▶ DOCUMENT TEXT:
________________

From: Ming Lei <ming.lei@redhat.com>
To: Ziyang Zhang <ZiyangZhang@linux.alibaba.com>
Cc: linux-block@vger.kernel.org, linux-kernel@vger.kernel.org,
io-uring@vger.kernel.org, Jens Axboe <axboe@kernel.dk>,
Gabriel Krisman Bertazi <krisman@collabora.com>,
Xiaoguang Wang <xiaoguang.wang@linux.alibaba.com>,
ming.lei@redhat.com
Subject: Re: [PATCH V5 1/2] ublk_drv: add io_uring based userspace block driver
Date: Thu, 14 Jul 2022 18:48:45 +0800 [thread overview]
Message-ID: <Ys/0jTxQCEHdI560@T590> (raw)
In-Reply-To: <a4249561-84a0-a314-c377-b96d28b7b20b@linux.alibaba.com>
On Thu, Jul 14, 2022 at 06:20:38PM +0800, Ziyang Zhang wrote:
> On 2022/7/13 22:07, Ming Lei wrote:
> > This is the driver part of userspace block driver(ublk driver), the other
> > part is userspace daemon part(ublksrv)[1].
> >
> > The two parts communicate by io_uring's IORING_OP_URING_CMD with one
> > shared cmd buffer for storing io command, and the buffer is read only for
> > ublksrv, each io command is indexed by io request tag directly, and
> > is written by ublk driver.
> >
> > For example, when one READ io request is submitted to ublk block driver, ublk
> > driver stores the io command into cmd buffer first, then completes one
> > IORING_OP_URING_CMD for notifying ublksrv, and the URING_CMD is issued to
> > ublk driver beforehand by ublksrv for getting notification of any new io request,
> > and each URING_CMD is associated with one io request by tag.

________________

▶ DATA EXTRACT:
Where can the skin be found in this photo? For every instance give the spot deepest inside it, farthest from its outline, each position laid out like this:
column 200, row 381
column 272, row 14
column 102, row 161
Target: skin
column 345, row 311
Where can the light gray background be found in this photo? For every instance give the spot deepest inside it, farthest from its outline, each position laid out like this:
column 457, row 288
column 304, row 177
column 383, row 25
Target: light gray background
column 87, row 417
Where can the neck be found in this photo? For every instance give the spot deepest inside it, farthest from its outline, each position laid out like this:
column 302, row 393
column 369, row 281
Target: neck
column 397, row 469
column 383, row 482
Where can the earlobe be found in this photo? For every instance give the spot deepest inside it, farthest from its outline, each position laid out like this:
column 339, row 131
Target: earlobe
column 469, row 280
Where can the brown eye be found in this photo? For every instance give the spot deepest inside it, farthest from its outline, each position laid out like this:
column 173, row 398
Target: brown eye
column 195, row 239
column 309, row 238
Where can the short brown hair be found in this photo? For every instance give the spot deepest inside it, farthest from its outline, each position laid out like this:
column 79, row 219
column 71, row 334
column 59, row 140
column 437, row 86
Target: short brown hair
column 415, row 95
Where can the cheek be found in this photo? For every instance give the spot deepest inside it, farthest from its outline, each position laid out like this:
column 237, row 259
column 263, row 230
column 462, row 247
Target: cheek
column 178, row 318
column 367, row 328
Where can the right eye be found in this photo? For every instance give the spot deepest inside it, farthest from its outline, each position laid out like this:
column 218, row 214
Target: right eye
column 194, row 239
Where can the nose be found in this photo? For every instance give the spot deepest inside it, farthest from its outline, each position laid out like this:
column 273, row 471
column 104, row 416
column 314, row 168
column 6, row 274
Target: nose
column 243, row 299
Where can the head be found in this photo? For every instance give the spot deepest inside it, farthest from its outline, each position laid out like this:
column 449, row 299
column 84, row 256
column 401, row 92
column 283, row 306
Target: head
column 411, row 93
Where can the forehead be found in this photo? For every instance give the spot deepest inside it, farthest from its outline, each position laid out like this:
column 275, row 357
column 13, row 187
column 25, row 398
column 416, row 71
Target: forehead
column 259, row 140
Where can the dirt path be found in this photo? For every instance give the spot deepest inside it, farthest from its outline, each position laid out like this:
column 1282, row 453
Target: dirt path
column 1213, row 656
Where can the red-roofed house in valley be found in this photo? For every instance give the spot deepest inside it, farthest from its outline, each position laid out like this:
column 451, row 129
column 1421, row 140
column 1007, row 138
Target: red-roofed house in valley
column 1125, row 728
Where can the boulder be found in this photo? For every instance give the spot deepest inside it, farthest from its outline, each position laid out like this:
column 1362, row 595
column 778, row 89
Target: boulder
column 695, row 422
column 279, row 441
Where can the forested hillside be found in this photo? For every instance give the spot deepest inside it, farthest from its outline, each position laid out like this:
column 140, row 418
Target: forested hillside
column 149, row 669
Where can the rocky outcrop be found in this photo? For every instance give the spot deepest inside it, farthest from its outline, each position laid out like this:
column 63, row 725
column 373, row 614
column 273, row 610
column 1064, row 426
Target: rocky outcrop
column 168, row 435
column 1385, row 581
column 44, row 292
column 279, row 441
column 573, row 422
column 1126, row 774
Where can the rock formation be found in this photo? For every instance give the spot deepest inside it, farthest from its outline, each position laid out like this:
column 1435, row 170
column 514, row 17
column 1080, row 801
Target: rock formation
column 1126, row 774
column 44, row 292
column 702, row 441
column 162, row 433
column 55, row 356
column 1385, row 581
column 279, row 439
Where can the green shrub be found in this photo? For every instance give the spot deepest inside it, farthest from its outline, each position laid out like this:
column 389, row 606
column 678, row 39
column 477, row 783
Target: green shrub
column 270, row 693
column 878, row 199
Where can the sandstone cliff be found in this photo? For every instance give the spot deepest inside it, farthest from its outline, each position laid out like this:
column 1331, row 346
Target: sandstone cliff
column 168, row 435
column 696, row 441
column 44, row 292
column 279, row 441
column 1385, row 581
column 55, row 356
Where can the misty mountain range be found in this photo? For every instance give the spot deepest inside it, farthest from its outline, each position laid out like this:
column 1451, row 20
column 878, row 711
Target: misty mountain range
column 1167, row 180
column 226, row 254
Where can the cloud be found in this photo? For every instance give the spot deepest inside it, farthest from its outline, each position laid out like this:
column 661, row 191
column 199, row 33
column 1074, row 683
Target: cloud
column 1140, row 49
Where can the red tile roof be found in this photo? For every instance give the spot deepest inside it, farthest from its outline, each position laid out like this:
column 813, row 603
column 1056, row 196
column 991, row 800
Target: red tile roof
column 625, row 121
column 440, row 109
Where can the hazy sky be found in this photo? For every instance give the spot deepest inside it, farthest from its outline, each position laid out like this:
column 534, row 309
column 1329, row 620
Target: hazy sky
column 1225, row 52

________________

▶ PROBLEMS AND TASKS:
a: According to the ublk driver email, which io_uring operation do the driver and the userspace daemon use to communicate?
b: Go on with the ublk driver email from the point where it stops.
The listing has no connection to the ublk driver email.

▶ RESPONSES TO THE EXERCISE:
a: IORING_OP_URING_CMD

b:
> >
> > After ublksrv gets the io command, it translates and handles the ublk io
> > request, such as, for the ublk-loop target, ublksrv translates the request
> > into same request on another file or disk, like the kernel loop block
> > driver. In ublksrv's implementation, the io is still handled by io_uring,
> > and share same ring with IORING_OP_URING_CMD command. When the target io
> > request is done, the same IORING_OP_URING_CMD is issued to ublk driver for
> > both committing io request result and getting future notification of new
> > io request.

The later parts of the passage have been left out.